-- PROBLEM DESCRIPTION --
Please convert all of the data below into a two-column CSV with the headers input and output, putting each text in input and its answer in output as one quoted field each, with line breaks replaced by spaces. Leave the pictures out.
start
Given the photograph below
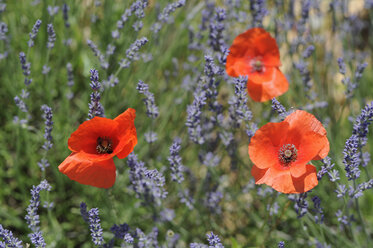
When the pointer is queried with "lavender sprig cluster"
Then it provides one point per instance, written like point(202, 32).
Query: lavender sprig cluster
point(95, 226)
point(238, 110)
point(351, 85)
point(132, 53)
point(149, 240)
point(34, 33)
point(279, 108)
point(214, 242)
point(8, 239)
point(32, 217)
point(177, 168)
point(164, 16)
point(258, 10)
point(3, 35)
point(147, 184)
point(101, 57)
point(95, 107)
point(217, 26)
point(136, 7)
point(151, 108)
point(47, 116)
point(51, 36)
end
-- REPLY --
input,output
"Given the photograph below When the pointer is queried with ""lavender sprig cluster"" Then it provides one point per instance, written like point(202, 32). Query: lavender sprig cluster","point(95, 226) point(238, 110) point(351, 85) point(132, 53) point(149, 240) point(34, 33) point(279, 108) point(214, 242) point(8, 239) point(32, 217) point(177, 168) point(164, 16) point(258, 10) point(3, 35) point(147, 184) point(101, 57) point(95, 107) point(217, 26) point(136, 7) point(151, 108) point(47, 116) point(51, 36)"